Home-page: https://github.com/dathere/datapusher-plus
License: AGPL
Keywords: ckan csv tsv xls ods excel qsv
Classifier: Development Status :: 5 - Production/Stable
Classifier: License :: OSI Approved :: GNU Affero General Public License v3 or later (AGPLv3+)
Classifier: Programming Language :: Python :: 3.8
Classifier: Programming Language :: Python :: 3.9
Classifier: Programming Language :: Python :: 3.10
Description-Content-Type: text/markdown
License-File: LICENSE

[CKAN Service Provider]: https://github.com/ckan/ckan-service-provider
[Messytables]: https://github.com/okfn/messytables
[qsv]: https://github.com/jqnatividad/qsv#qsv-ultra-fast-csv-data-wrangling-toolkit

# DataPusher+

DataPusher+ is a fork of [Datapusher](https://github.com/ckan/datapusher) that combines the speed and robustness of
[ckanext-xloader](https://github.com/ckan/ckanext-xloader) with the data type guessing of Datapusher.

Datapusher+ is built using [CKAN Service Provider][], with [Messytables] replaced by [qsv].

[TNRIS](https://tnris.org)/[TWDB](https://www.twdb.texas.gov/) provided the use cases that informed and supported the development
of Datapusher+, specifically, to support a [Resource-first upload workflow](docs/RESOURCE_FIRST_WORKFLOW.md#Resource-first-Upload-Workflow).

For a more detailed overview, see the [CKAN Monthly Live Jan 2023 presentation](https://docs.google.com/presentation/d/e/2PACX-1vT0BfmrrtaEINRGg4UI_m7B02_X6HlFr4yN_DXmgX9goVtgu2DNmZjl-SowL9ZA2ibQhDjScRRJh95q/pub?start=false&loop=false&delayms=3000).

It features:

* **"Bullet-proof", ultra-fast data type inferencing with qsv**

  Unlike [Messytables][] which scans only the the first few rows to guess the type of
  a column, [qsv][] scans the entire table so its data type inferences are guaranteed[^1].

  Despite this, qsv is still exponentially faster even if it scans the whole file, not
  only inferring data types, it also calculates some descriptive statistics as well. For example,
  [scanning a 2.7 million row, 124MB CSV file for types and stats took 0.16 seconds](https://github.com/jqnatividad/qsv/blob/master/docs/whirlwind_tour.md#a-whirlwind-tour)[^2].

  It is very fast as qsv is written in [Rust](https://www.rust-lang.org/), is multithreaded,
  and uses all kinds of [performance techniques](https://github.com/jqnatividad/qsv/blob/master/docs/PERFORMANCE.md#performance-tuning)
  especially designed for data-wrangling.

* **Exponentially faster loading speed**

  Similar to xloader, we use PostgreSQL COPY to directly pipe the data into the datastore,
  short-circuiting the additional processing/transformation/API calls used by Datapusher.

-=-=-

■ Stated problem
Answer these questions from the DataPusher+ page extract:
(a) What project is DataPusher+ a fork of?
(b) Which tool replaced Messytables in DataPusher+?
(c) Like xloader, what does DataPusher+ use to pipe data directly into the datastore?
You can complete the work here without the listing.

■ Data entries
-=-=-

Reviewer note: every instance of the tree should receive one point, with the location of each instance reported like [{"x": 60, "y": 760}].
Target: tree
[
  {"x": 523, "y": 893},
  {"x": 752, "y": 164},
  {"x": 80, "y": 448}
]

-=-=-

■ Result of the task
(a) Datapusher
(b) qsv
(c) PostgreSQL COPY